Tasks:
a) According to the news release about Vernice Armour's talk at MTSU, in what year was RutherfordCABLE formed?
b) Revise the part of the news release about Vernice Armour's talk between "For release:  Sept." and "the break-through mentality.", inclusive, swapping "attendees" for "participants".
c) Carry on the news release about Vernice Armour's MTSU talk from its last sentence.

Text:
Thursday, September 13, 2012

[70] MSU alumna Armour 'engages' audience with 'breakthrough' approach

For release:  Sept. 11, 2012

 News and Media Relations contact: Randy Weiler, 615-898-5616 or

 MURFREESBORO — It was quite appropriate that Vernice “FlyGirl” Armour spoke at Middle Tennessee State University on the 11th anniversary of the Sept. 11 attacks.


Armour is an MTSU alumna (class of ’97) and the first African-American female combat pilot. She shared a lively and entertaining personal message to the nearly 200 attendees for the RutherfordCABLE and MTSU breakfast women’s networking event sponsored by Nissan of Murfreesboro and the Manor at Twin Oaks.


RutherfordCABLE is a local organization formed in 2009 to help women widen their professional and personal circles and connect with greater opportunities.


In her “engaging” message, Armour said she tried to key on the break-through mentality.


“Once you have the mentality, you can create breakthroughs in all areas of life,” Armour said after the speaking engagement and then personally signing numerous copies of her book, “Zero to Breakthrough,” that were sold.


Armour, who lives in the Washington, D.C., area, touched on the Sept. 11, 2001, attacks briefly, mentioning that when she “heard that the Pentagon had been struck, in that moment, I knew my life would change.”


Armour is not retired from the U.S. Marine Corps, but “transitioned out to follow my dream and help people achieve their goals and dreams.”


For the MTSU talk, which was held in the James Union Building’s Tennessee Room, Armour said she “felt connected. This (MTSU) is a great community, and it felt great to be home again.”


U.S. Army Col. Jeff Davidson, an alumnus (’85), armor officer and the inspector general in Tennessee, was one of the invited guests along with Murfreesboro Mayor Tommy Bragg and Rutherford County Mayor Ernest Burgess.


“She’s absolutely right on,” said Davidson, an Eagleville, Tenn., resident, whose daughter, Erin, is a junior theatre major at MTSU. “I loved it (the talk). Every soldier has a story like that. It’s all about the attitude you take. Attitude determines altitude.”

Entries shown:
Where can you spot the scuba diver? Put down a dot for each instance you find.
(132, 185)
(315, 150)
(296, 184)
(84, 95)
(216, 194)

Responses in order:
a) 2009

b)
For release:  Sept. 11, 2012

 News and Media Relations contact: Randy Weiler, 615-898-5616 or

 MURFREESBORO — It was quite appropriate that Vernice “FlyGirl” Armour spoke at Middle Tennessee State University on the 11th anniversary of the Sept. 11 attacks.


Armour is an MTSU alumna (class of ’97) and the first African-American female combat pilot. She shared a lively and entertaining personal message to the nearly 200 participants for the RutherfordCABLE and MTSU breakfast women’s networking event sponsored by Nissan of Murfreesboro and the Manor at Twin Oaks.


RutherfordCABLE is a local organization formed in 2009 to help women widen their professional and personal circles and connect with greater opportunities.


In her “engaging” message, Armour said she tried to key on the break-through mentality.

c)
Cindy Smith of Nashville and Marriam Nasoori of Murfreesboro were among the many attendees who appeared to be affected by Armour’s talk.


“I liked how she was involved with the crowd,” said Nasoori, a Siegel High School senior. She was very inspiring.” Nasoori added that she plans to invite Armour to speak to Siegel’s Junior ROTC group.


“This is what young people need to see,” said Smith, an independent executive consultant in network marketing. “Academics are great, but life skills and life coaching. … There needs to be classes like this.”


Among the special guests was Liz McPhee, MTSU first lady and wife of President Sidney A. McPhee. Armour later went and spoke to Liz McPhee’s class at Discovery School on Greenland Drive.


Dr. Gloria Bonner, assistant to the president, helped coordinate Armour’s MTSU appearance.


“We’re just thrilled to have her come back to MTSU,” Bonner said. “She’s just so impressed with the impact MTSU had on her life. She talked about how the institution gave her access and exposure, which influenced decisions for her future.”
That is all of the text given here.